> _SUPPLIED TEXT_:
□ □ □ □ □
What would it take to persuade Israel to rethink its attitude towards its Arab neighbors - and primarily towards the Palestinians? The Hamas victory in Gaza is surely a clear signal that an Israeli change of direction is urgently needed.
All Israel's efforts to break the democratically-elected Hamas government have failed. Its policies of boycott, siege and starvation, of bombing and shelling, of extra-judicial murder, of withholding tax revenues, of the systematic destruction of Palestinian institutions have served only to create a time-bomb of hunger, despair and defiance on Israel's flank.
Yet Israel appears to have learned nothing. Instead of seeking peace with the Arabs - instead of seizing their outstretched hand - it persists in rejecting all peace overtures, preferring to rely on force and still more force, and on its ability to manipulate its American ally.
In Washington this week, Israel's Prime Minister Ehud Olmert managed to abort a tentative American initiative to restart Israeli-Palestinian negotiations. He persuaded George W Bush - a President painfully out of his depth in Middle East politics -- that this was not the time for peace talks with either the Palestinians or the Syrians.
The appointment as Israel's new defence minister of Ehud Barak, a former prime minister and chief of staff, who defines his primary task as restoring Israel's deterrent capability, is another ominous sign that wars rather than peace talks lie ahead.
Israeli sources report that Barak will not admit, even in private, that he made some mistakes in 1999-2000 when, as prime minister, he missed the chance of peace with both the Palestinian leader Yasser Arafat and the Syrian leader Hafez al-Assad. This is a bad start for a man who is likely to play a prominent role in Israeli politics in the months and years ahead.
Condoleezza Rice, the unfortunate U.S. Secretary of State whom some had thought was planning a new push for Arab-Israeli talks, has clearly been outgunned by pro-Israeli hawks, such as Elliott Abrams at the National Security Council.
The word from Washington is that combating 'terror' remains the U.S.-Israeli priority. President Mahmud Abbas, who rules courtesy of the IDF and the settlers over three or four beleaguered Bantustans on the West Bank, has been instructed to join the war against his Palestinian brothers, if he is to earn a few crumbs from the rich man's table.
To most independent observers it seems plain that Israel's cruel, aggressive and expansionist policies have resulted in a steady deterioration in its strategic environment. It has acquired, or rather created, enemies on several fronts - Hezbollah in Lebanon, Hamas in Gaza, large numbers of dispossessed, brutalized and radicalized Palestinians eking out a living in refugee camps, Syria to the north, Iran not much further away, and radical groups such as Al-Qaeda in many other places reflecting the angry mood of much of the Arab and Muslim world.
□ □ □ □ □
(Position annotation records)
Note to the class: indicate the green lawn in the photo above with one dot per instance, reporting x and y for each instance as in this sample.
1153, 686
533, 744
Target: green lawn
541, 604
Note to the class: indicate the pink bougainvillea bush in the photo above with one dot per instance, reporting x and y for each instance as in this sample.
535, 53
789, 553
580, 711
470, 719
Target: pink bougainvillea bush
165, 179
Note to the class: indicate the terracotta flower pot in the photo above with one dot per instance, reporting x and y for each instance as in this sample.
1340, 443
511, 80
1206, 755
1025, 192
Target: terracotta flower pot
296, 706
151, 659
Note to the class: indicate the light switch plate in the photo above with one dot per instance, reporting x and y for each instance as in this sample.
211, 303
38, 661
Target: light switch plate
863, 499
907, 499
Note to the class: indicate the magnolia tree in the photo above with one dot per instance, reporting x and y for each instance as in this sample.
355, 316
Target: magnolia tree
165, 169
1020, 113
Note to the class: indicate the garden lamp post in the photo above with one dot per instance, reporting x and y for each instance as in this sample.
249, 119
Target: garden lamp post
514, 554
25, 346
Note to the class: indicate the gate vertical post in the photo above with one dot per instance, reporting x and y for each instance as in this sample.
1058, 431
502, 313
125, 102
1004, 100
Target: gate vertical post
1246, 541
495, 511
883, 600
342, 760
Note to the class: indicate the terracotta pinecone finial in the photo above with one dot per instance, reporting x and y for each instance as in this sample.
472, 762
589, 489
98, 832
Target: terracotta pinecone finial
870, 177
□ □ □ □ □
> _TASK REQUIREMENTS_:
From the commentary on Israeli policy above, extract word for word the passage starting at "All Israel's efforts" and ending at "its American ally.".

> _REPLY_:
All Israel's efforts to break the democratically-elected Hamas government have failed. Its policies of boycott, siege and starvation, of bombing and shelling, of extra-judicial murder, of withholding tax revenues, of the systematic destruction of Palestinian institutions have served only to create a time-bomb of hunger, despair and defiance on Israel's flank.
Yet Israel appears to have learned nothing. Instead of seeking peace with the Arabs - instead of seizing their outstretched hand - it persists in rejecting all peace overtures, preferring to rely on force and still more force, and on its ability to manipulate its American ally.